Request –
Copy out every one of the records below word for word, keeping each line, mark and number unchanged.

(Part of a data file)

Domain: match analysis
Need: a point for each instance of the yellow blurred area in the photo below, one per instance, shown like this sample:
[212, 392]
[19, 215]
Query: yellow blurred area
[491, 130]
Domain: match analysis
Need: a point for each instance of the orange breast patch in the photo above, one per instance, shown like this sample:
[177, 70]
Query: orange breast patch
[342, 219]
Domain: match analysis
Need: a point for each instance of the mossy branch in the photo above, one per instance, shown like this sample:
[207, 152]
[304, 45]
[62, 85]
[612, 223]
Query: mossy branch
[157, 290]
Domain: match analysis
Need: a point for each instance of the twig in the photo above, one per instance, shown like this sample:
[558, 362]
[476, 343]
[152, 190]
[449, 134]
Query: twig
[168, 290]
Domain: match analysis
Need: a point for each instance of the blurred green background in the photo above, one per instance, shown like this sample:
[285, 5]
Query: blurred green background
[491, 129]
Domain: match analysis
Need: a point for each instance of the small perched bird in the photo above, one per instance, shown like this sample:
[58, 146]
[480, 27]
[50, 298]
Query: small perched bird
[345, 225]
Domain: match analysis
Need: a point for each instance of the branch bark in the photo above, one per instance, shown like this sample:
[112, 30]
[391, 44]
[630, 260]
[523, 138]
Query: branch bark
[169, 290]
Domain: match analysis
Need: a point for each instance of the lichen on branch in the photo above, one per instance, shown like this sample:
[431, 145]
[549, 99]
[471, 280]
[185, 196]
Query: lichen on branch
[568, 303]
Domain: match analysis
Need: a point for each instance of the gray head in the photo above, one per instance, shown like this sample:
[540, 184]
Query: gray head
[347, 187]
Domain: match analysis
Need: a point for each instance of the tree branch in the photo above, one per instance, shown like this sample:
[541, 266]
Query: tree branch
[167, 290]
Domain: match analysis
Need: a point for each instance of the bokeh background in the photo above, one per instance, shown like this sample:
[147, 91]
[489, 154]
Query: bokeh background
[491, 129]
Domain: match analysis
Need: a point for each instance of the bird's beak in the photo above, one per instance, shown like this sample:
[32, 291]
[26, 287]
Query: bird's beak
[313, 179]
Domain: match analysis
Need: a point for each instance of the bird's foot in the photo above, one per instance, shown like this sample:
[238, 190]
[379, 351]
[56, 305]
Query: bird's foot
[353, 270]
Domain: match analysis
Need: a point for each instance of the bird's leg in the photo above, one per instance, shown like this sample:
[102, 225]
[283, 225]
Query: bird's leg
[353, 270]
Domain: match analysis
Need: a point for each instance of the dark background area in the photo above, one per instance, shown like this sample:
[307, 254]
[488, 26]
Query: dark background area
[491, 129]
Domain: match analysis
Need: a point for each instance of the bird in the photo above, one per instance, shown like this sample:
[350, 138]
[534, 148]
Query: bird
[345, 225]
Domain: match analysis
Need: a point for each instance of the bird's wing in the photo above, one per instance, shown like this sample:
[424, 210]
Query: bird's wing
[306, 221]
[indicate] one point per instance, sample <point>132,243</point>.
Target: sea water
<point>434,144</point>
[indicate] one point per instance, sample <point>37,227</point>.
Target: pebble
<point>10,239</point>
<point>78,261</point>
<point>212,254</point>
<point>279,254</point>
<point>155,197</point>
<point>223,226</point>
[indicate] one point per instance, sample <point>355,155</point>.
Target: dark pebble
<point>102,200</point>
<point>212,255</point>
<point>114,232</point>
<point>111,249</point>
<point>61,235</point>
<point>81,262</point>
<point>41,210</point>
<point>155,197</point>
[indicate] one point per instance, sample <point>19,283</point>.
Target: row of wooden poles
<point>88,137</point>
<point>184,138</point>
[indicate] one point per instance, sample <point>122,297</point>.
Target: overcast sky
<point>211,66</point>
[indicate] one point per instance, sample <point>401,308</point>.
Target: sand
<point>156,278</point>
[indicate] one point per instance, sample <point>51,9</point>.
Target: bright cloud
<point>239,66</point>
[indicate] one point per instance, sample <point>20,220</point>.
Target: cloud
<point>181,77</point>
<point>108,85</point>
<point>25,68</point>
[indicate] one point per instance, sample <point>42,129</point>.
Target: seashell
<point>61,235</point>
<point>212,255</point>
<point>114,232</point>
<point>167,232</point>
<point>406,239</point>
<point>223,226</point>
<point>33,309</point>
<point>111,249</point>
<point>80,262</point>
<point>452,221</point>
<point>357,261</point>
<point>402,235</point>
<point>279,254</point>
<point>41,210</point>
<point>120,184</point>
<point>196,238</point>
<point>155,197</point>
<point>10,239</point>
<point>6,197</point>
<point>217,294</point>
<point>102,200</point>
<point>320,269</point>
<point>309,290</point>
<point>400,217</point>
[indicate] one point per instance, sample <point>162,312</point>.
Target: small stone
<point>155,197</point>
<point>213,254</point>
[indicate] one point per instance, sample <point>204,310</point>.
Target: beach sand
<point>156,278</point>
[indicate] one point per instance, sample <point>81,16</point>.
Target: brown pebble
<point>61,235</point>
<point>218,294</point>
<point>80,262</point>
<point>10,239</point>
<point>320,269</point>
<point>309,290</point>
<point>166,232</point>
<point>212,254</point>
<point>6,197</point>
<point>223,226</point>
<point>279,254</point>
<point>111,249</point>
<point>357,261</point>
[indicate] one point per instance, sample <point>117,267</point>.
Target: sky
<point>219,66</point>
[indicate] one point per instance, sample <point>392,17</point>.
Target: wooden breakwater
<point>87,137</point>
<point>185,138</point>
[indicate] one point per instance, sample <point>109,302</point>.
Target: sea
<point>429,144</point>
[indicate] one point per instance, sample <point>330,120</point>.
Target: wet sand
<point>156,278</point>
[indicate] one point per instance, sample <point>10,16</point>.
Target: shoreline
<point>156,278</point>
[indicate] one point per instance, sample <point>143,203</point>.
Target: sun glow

Task solution –
Domain: match analysis
Need: a point for each instance of the yellow blurred area in the photo below, one per instance, shown like this sample:
[212, 392]
[19, 215]
Query: yellow blurred area
[491, 130]
Domain: match analysis
Need: a point for each instance of the orange breast patch in the photo above, one per instance, shown like this sample:
[177, 70]
Query: orange breast patch
[342, 219]
Domain: match analysis
Need: a point for each instance of the mossy branch in the photo above, one per instance, shown like this sample:
[207, 152]
[304, 45]
[62, 85]
[612, 223]
Query: mossy branch
[157, 290]
Domain: match analysis
Need: a point for each instance of the twig in the photo above, one per instance, shown like this sample:
[558, 362]
[476, 343]
[152, 190]
[449, 134]
Query: twig
[168, 290]
Domain: match analysis
Need: a point for each instance of the blurred green background in the photo above, one per instance, shown like this sample:
[285, 5]
Query: blurred green background
[491, 129]
Domain: match analysis
Need: a point for each instance of the small perched bird in the photo above, one per instance, shown like this sample:
[58, 146]
[480, 27]
[50, 298]
Query: small perched bird
[345, 225]
Domain: match analysis
Need: a point for each instance of the branch bark in the photo above, one per instance, shown like this sample:
[112, 30]
[391, 44]
[630, 260]
[523, 138]
Query: branch bark
[169, 290]
Domain: match analysis
Need: a point for each instance of the lichen on branch in the photo above, one per instance, shown like this sample:
[431, 145]
[549, 99]
[471, 280]
[185, 196]
Query: lichen on branch
[568, 303]
Domain: match analysis
Need: a point for each instance of the gray head in the photo above, one per instance, shown like this sample:
[540, 184]
Query: gray head
[347, 187]
Domain: match analysis
Need: a point for each instance of the tree branch in the photo above, one per instance, shown like this sample:
[541, 266]
Query: tree branch
[167, 290]
Domain: match analysis
Need: a point for each instance of the bokeh background in the photo above, one per instance, shown like this sample:
[147, 91]
[489, 154]
Query: bokeh background
[491, 129]
Domain: match analysis
Need: a point for each instance of the bird's beak in the photo above, one per instance, shown like this sample:
[32, 291]
[26, 287]
Query: bird's beak
[313, 179]
Domain: match analysis
Need: a point for each instance of the bird's foot in the photo above, one per instance, shown like this sample:
[238, 190]
[379, 351]
[56, 305]
Query: bird's foot
[353, 270]
Domain: match analysis
Need: a point for each instance of the bird's leg in the photo above, one per instance, shown like this sample:
[102, 225]
[283, 225]
Query: bird's leg
[353, 270]
Domain: match analysis
Need: a point for each instance of the dark background area in the photo above, one per instance, shown like this sample:
[307, 254]
[488, 26]
Query: dark background area
[491, 129]
Domain: match analysis
Need: a point for each instance of the bird in the photo above, one per instance, shown like this sample:
[350, 138]
[534, 148]
Query: bird
[345, 225]
Domain: match analysis
Need: a point for each instance of the bird's wing in the photo above, one per instance, shown like this sample:
[424, 210]
Query: bird's wing
[306, 221]
[indicate] one point per instance, sample <point>132,243</point>.
Target: sea water
<point>434,144</point>
[indicate] one point per instance, sample <point>37,227</point>.
Target: pebble
<point>10,239</point>
<point>78,261</point>
<point>212,254</point>
<point>279,254</point>
<point>155,197</point>
<point>223,226</point>
[indicate] one point per instance, sample <point>355,155</point>.
Target: dark pebble
<point>102,200</point>
<point>212,255</point>
<point>114,232</point>
<point>111,249</point>
<point>61,235</point>
<point>81,262</point>
<point>41,210</point>
<point>155,197</point>
[indicate] one point per instance, sample <point>19,283</point>.
Target: row of wooden poles
<point>88,137</point>
<point>184,138</point>
[indicate] one point per instance, sample <point>122,297</point>.
Target: overcast sky
<point>211,66</point>
[indicate] one point per instance, sample <point>401,308</point>.
Target: sand
<point>156,278</point>
[indicate] one point per instance, sample <point>51,9</point>.
Target: bright cloud
<point>239,66</point>
[indicate] one point per instance, sample <point>20,220</point>.
Target: cloud
<point>181,77</point>
<point>108,85</point>
<point>25,68</point>
[indicate] one point per instance, sample <point>42,129</point>.
Target: seashell
<point>61,235</point>
<point>212,255</point>
<point>114,232</point>
<point>167,232</point>
<point>406,239</point>
<point>223,226</point>
<point>33,309</point>
<point>111,249</point>
<point>80,262</point>
<point>452,221</point>
<point>357,261</point>
<point>402,235</point>
<point>279,254</point>
<point>41,210</point>
<point>120,184</point>
<point>196,238</point>
<point>155,197</point>
<point>10,239</point>
<point>6,197</point>
<point>217,294</point>
<point>102,200</point>
<point>320,269</point>
<point>309,290</point>
<point>400,217</point>
[indicate] one point per instance, sample <point>162,312</point>.
Target: small stone
<point>155,197</point>
<point>213,254</point>
[indicate] one point per instance, sample <point>204,310</point>.
Target: beach sand
<point>156,278</point>
[indicate] one point per instance, sample <point>81,16</point>.
Target: brown pebble
<point>61,235</point>
<point>218,294</point>
<point>80,262</point>
<point>10,239</point>
<point>320,269</point>
<point>309,290</point>
<point>166,232</point>
<point>212,254</point>
<point>6,197</point>
<point>223,226</point>
<point>279,254</point>
<point>111,249</point>
<point>357,261</point>
[indicate] one point per instance, sample <point>117,267</point>.
Target: sky
<point>219,66</point>
[indicate] one point per instance, sample <point>392,17</point>.
Target: wooden breakwater
<point>87,137</point>
<point>185,138</point>
[indicate] one point per instance, sample <point>109,302</point>.
Target: sea
<point>429,144</point>
[indicate] one point per instance, sample <point>330,120</point>.
Target: wet sand
<point>156,278</point>
[indicate] one point per instance, sample <point>10,16</point>.
Target: shoreline
<point>156,278</point>
[indicate] one point per instance, sample <point>143,203</point>.
Target: sun glow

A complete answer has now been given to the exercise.